◆ **Do this**
Copy all of the lines below in full, shifting every point coordinate in the answers by adding -146 to each number while leaving every other number unchanged. Leave the pictures out.

───── Material to process

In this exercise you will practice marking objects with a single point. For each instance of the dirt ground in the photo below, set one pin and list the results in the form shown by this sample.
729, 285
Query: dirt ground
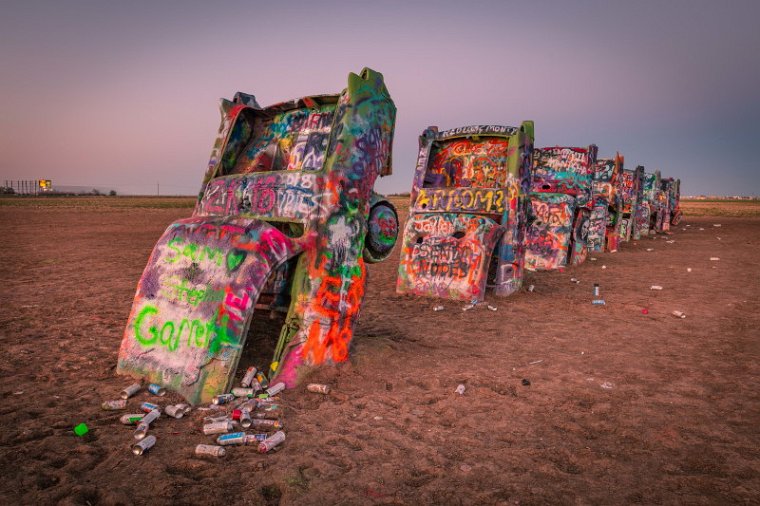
622, 406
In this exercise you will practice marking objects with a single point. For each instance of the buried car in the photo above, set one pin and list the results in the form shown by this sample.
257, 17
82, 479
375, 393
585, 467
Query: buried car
560, 207
467, 218
286, 220
604, 222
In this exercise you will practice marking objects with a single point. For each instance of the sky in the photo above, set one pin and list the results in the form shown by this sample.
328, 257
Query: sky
124, 95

──────────

◆ **Output for this exercise**
In this exercise you will practice marking objects with a single point. For each instance of the dirt ground in the photo below, set one pin and list the results in the form shown by this sample.
729, 285
Query: dirt ground
476, 260
In this exercise you will practice marking objects with a single point. For each instance of the buried car in the photo above, set one pin and list the results in the form shown by this sample.
257, 17
82, 479
375, 393
585, 467
Query: buried car
414, 61
321, 72
140, 74
458, 76
In this exercise you will practice marking objects with a single point. For each instance of the sky in the photo above, set one pin and list the results in the form shown by this sample.
328, 257
Query: sky
-22, -51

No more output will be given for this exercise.